Holds input and output files for processing:

  • /input/: Contains the input file with titles and DOIs for processing.
  • /processed/: Stores the files generated during processing:
    • /processed/files_type: Files formatted for VosViewer and Bibliometrix.
    • /processed/metadata: Metadata extracted from PubMed API responses for further mapping into different file formats.
    • /processed/xml: Stores XML responses from the PubMed API if configured in config.yaml.

logs/

Contains execution logs. Use these logs to track execution status and debug errors. The main file is execution.log.


notebooks/

Contains Jupyter notebooks for interactive analysis and documentation of workflows:

  1. 0_sample_extract_term.ipynb: Queries PubMed API by DOI or title and generates a CSV file with parsed data.
  2. 1_mapping.ipynb: Maps parsed metadata to formats required by bibliometric software.

• **WRITTEN EXERCISE**
According to the directory extract, under what condition does /processed/xml store XML responses from the PubMed API? The material that comes next is separate from this text.

• **MATERIAL SHOWN**
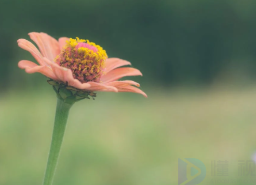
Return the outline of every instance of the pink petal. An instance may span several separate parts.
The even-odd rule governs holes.
[[[68,85],[79,89],[87,90],[91,87],[89,83],[82,83],[77,79],[74,79],[70,69],[61,67],[56,63],[52,63],[45,57],[44,58],[44,59],[47,64],[51,66],[53,73],[57,76],[57,81],[64,84],[68,82]]]
[[[145,97],[147,98],[147,96],[146,95],[145,92],[144,92],[142,90],[136,87],[132,86],[131,85],[127,85],[124,87],[116,87],[118,90],[118,92],[130,92],[138,93],[143,95]],[[98,91],[110,92],[110,91],[112,91],[112,90],[103,89],[103,90],[99,90]]]
[[[117,92],[117,89],[113,86],[106,85],[103,84],[94,82],[88,82],[87,83],[91,85],[91,87],[87,88],[89,90],[91,91],[97,91],[100,90],[109,90],[110,91]]]
[[[120,68],[114,69],[106,73],[101,79],[105,83],[118,80],[126,76],[142,75],[141,72],[138,69],[133,68]]]
[[[143,95],[145,98],[147,98],[147,96],[142,90],[131,85],[128,85],[119,88],[117,87],[117,88],[118,89],[118,92],[130,92],[138,93]]]
[[[60,51],[61,51],[62,48],[66,43],[66,41],[69,40],[70,39],[68,37],[61,37],[59,39],[59,45],[60,46]]]
[[[110,85],[116,87],[126,86],[127,85],[132,85],[137,87],[140,87],[140,84],[131,80],[125,80],[123,81],[114,81],[107,82],[104,84],[106,85]]]
[[[20,61],[18,66],[20,68],[24,69],[28,73],[39,72],[49,78],[56,80],[56,77],[51,69],[47,66],[38,66],[31,61],[25,60]]]
[[[53,61],[55,57],[60,54],[59,42],[55,38],[44,33],[30,33],[30,38],[39,48],[43,56]]]
[[[20,48],[29,52],[34,58],[35,58],[36,61],[37,61],[39,64],[41,66],[46,65],[43,59],[43,56],[33,44],[28,40],[23,39],[18,40],[17,42],[18,45]]]
[[[106,60],[106,68],[105,72],[108,73],[112,70],[126,65],[130,65],[131,63],[128,61],[118,58],[110,58]]]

• **TASK ANSWER**
When this is configured in config.yaml.